Task details:
Retype the records below so that each one matches exactly.

------------------------------------

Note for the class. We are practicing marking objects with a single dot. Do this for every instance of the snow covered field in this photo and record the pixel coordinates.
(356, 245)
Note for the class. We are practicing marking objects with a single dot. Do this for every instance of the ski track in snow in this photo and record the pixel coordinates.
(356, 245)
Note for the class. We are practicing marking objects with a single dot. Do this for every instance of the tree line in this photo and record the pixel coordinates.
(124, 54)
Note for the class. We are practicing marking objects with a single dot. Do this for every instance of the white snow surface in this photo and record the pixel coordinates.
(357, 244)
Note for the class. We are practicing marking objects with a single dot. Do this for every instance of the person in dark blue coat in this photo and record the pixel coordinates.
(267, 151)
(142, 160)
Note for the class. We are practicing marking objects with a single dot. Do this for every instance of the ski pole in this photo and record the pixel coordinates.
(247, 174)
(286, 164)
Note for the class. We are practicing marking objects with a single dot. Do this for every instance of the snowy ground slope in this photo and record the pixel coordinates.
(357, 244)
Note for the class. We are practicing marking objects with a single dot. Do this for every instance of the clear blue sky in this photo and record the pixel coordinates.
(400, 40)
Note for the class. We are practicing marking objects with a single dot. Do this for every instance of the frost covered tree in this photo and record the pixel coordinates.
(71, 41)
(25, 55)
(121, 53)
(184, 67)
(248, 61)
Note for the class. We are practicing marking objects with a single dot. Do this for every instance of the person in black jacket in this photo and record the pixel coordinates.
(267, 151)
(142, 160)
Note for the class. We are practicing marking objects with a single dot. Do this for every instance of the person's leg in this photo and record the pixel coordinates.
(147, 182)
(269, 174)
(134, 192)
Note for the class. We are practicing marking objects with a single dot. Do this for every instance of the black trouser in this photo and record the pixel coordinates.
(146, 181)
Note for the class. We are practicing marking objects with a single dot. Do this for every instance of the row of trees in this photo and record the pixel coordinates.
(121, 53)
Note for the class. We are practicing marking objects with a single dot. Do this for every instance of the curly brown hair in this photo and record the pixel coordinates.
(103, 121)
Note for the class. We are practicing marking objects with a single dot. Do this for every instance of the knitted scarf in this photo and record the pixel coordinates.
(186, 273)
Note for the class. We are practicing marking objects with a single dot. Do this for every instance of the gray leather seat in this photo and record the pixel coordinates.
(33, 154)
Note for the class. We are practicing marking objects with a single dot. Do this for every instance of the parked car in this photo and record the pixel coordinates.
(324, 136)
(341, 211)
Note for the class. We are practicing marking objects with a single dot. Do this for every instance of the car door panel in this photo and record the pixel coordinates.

------------------------------------

Your solution:
Note for the class. We are practicing marking objects with a single dot. Do this for every instance of the snow covered field in this photo and record the pixel coordinates.
(356, 245)
Note for the class. We are practicing marking objects with a single dot. Do this for every instance of the ski track in snow in this photo and record the pixel coordinates.
(356, 245)
Note for the class. We are practicing marking objects with a single dot. Do this for every instance of the tree line in this photo and record the pixel coordinates.
(124, 54)
Note for the class. We are practicing marking objects with a single dot. Do this for every instance of the white snow surface in this photo and record the pixel coordinates.
(357, 244)
Note for the class. We are practicing marking objects with a single dot. Do this for every instance of the person in dark blue coat in this photo and record the pixel coordinates.
(267, 151)
(142, 160)
Note for the class. We are practicing marking objects with a single dot. Do this for every instance of the ski pole in this photo and record the pixel coordinates.
(247, 174)
(286, 164)
Note for the class. We are practicing marking objects with a single dot. Do this for every instance of the snowy ground slope in this photo and record the pixel coordinates.
(357, 244)
Note for the class. We are practicing marking objects with a single dot. Do this for every instance of the clear blue sky in this photo and record the pixel coordinates.
(400, 40)
Note for the class. We are practicing marking objects with a single dot. Do this for every instance of the frost covered tree in this photo and record the pixel coordinates.
(71, 41)
(25, 55)
(121, 53)
(184, 67)
(248, 61)
Note for the class. We are practicing marking objects with a single dot. Do this for every instance of the person in black jacket in this photo and record the pixel coordinates.
(267, 151)
(142, 160)
Note for the class. We are practicing marking objects with a single dot. Do this for every instance of the person's leg in this photo and record the pixel coordinates.
(147, 182)
(269, 174)
(134, 192)
Note for the class. We are practicing marking objects with a single dot. Do this for every instance of the black trouser in this photo and record the pixel coordinates.
(146, 181)
Note for the class. We are practicing marking objects with a single dot. Do this for every instance of the row of trees in this photo and record the pixel coordinates.
(121, 53)
Note for the class. We are practicing marking objects with a single dot. Do this for every instance of the curly brown hair in this photo and record the pixel coordinates.
(103, 121)
Note for the class. We are practicing marking objects with a single dot. Do this for every instance of the knitted scarf in this photo and record the pixel coordinates.
(186, 273)
Note for the class. We are practicing marking objects with a single dot. Do this for every instance of the gray leather seat in this photo and record the pixel coordinates.
(33, 154)
Note for the class. We are practicing marking objects with a single dot. Do this for every instance of the parked car in this photo and record the pixel coordinates.
(324, 136)
(341, 211)
Note for the class. We are practicing marking objects with a single dot. Do this for every instance of the car door panel in this photo and record the pixel coordinates.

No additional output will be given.